▶ **EXERCISE**
Gather every line of the records below that contains the word "white", treating uppercase and lowercase as different.

## start DATASET CONTENT

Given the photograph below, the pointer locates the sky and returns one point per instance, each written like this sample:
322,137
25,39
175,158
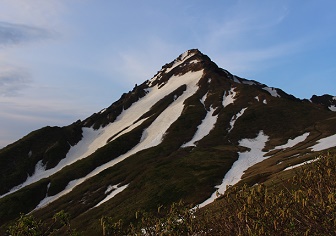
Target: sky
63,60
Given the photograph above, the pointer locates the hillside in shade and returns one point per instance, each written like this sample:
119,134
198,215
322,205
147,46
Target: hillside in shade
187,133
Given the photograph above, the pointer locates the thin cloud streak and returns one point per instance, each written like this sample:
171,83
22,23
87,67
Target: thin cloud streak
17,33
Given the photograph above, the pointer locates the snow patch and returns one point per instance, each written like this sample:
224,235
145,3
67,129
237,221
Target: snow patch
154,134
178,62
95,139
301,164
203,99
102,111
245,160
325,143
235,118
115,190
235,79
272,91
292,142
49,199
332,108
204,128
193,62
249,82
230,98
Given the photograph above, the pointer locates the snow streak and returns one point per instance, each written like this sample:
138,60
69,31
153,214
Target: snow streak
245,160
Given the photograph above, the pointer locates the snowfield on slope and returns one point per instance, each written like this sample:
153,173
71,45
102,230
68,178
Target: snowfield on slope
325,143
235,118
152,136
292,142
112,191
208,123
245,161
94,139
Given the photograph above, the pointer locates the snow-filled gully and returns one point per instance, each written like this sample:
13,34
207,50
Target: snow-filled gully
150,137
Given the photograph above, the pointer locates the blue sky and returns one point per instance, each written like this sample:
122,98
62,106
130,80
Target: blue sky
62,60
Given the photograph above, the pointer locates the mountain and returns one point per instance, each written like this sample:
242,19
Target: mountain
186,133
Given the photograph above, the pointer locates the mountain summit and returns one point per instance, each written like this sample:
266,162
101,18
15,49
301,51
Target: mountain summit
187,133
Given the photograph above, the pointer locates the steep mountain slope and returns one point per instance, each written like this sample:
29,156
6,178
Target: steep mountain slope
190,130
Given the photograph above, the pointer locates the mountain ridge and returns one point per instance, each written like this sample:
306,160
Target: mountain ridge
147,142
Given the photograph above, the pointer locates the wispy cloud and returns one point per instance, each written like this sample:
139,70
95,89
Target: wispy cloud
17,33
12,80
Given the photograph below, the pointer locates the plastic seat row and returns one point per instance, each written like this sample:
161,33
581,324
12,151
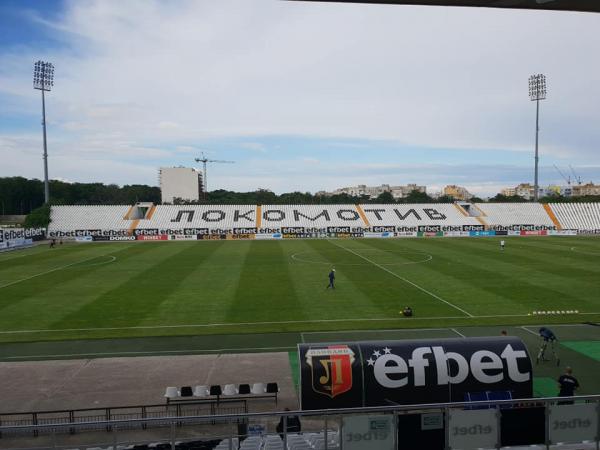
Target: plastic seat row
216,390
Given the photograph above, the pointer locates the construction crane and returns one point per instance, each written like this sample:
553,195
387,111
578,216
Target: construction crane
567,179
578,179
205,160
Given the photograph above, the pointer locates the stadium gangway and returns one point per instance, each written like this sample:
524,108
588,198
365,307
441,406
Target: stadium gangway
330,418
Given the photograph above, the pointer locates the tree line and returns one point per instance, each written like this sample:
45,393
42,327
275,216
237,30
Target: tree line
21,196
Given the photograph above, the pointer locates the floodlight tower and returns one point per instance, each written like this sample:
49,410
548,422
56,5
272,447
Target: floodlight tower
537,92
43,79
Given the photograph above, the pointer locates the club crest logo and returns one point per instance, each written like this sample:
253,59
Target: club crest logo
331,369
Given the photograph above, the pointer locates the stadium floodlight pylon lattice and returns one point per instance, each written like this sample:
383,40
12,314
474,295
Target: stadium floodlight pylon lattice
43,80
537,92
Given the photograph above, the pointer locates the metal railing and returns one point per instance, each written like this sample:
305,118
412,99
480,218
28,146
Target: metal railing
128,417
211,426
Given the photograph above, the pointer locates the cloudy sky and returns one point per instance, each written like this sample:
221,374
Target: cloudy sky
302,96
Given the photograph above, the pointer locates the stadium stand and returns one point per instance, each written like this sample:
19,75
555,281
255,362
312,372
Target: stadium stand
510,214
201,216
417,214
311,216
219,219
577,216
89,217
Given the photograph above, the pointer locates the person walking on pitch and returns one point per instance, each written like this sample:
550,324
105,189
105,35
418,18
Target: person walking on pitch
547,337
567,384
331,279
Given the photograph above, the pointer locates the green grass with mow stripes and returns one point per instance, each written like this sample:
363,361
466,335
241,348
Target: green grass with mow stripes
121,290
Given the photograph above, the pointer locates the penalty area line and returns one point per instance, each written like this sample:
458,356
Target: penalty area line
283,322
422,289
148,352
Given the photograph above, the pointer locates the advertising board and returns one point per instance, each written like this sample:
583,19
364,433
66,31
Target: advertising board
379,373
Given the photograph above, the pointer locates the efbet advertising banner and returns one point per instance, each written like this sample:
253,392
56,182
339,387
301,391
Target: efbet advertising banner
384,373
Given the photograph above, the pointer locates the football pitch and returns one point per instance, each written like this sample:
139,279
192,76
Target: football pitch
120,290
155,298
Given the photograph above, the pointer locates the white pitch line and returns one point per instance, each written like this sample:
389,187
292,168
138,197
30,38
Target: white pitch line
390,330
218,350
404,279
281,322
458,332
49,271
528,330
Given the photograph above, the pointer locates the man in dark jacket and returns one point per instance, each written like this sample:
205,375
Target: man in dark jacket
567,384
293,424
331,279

## end DATASET CONTENT
## start DATASET CONTENT

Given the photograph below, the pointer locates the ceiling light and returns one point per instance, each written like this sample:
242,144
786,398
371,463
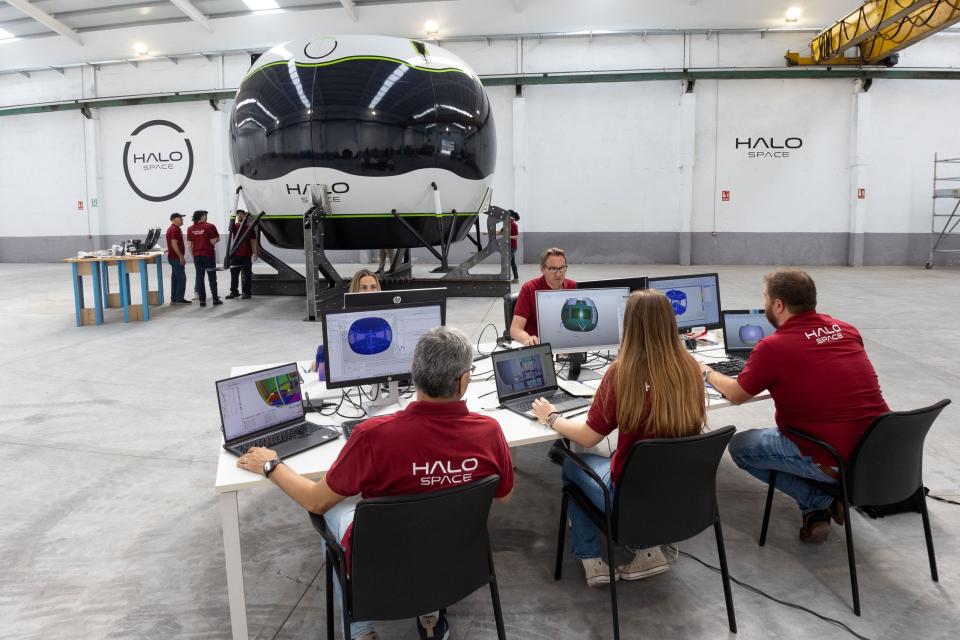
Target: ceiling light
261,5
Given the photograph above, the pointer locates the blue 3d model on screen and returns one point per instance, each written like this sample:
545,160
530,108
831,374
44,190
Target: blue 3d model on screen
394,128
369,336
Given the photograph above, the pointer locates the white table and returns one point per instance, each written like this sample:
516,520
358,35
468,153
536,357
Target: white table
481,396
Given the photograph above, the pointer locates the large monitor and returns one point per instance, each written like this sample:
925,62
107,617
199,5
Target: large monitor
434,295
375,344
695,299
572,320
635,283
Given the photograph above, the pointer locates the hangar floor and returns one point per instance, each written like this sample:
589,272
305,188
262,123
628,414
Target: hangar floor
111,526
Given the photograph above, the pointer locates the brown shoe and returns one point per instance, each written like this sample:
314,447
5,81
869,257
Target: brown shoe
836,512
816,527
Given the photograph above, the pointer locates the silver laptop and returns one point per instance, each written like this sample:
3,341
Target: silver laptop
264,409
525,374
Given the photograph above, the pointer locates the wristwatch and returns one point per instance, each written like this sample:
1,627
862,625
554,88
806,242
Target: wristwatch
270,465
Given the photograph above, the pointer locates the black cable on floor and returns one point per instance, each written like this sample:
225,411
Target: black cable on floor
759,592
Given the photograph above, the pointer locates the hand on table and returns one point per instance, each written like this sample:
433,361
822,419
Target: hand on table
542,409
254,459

## end DATASET CONTENT

▶ **WRITTEN SOLUTION**
Given the photograph above, the pointer locates the white pitch line and returns one point per instance, each written like this sample:
Target: white pitch line
Given the photograph above, the pointer locates the white table and returns one point per instance, each written like this sample:
Target: white table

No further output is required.